Rewrite the lines starting at the one containing "Search for tree" and ending at the last line, with "instance" renamed to "occurrence" and nothing else changed.

-------- Input material --------

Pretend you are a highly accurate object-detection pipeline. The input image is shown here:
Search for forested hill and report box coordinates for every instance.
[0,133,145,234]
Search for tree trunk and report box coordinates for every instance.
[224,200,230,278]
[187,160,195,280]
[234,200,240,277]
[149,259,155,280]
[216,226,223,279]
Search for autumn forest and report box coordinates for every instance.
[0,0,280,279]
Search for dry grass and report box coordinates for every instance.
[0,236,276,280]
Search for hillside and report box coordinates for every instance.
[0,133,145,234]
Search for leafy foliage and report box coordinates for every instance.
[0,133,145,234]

--------

• Finished exercise:
Search for tree trunk and report box coordinates for every occurrence.
[224,200,230,278]
[187,160,195,280]
[234,200,240,277]
[149,259,155,280]
[216,226,223,279]
Search for autumn forest and report box coordinates for every occurrence.
[0,0,280,279]
Search for dry grass and report box coordinates for every occurrence.
[0,236,276,280]
Search for hillside and report box coordinates for every occurrence.
[0,133,145,234]
Search for leafy foliage and report box coordinates for every occurrence.
[0,133,145,234]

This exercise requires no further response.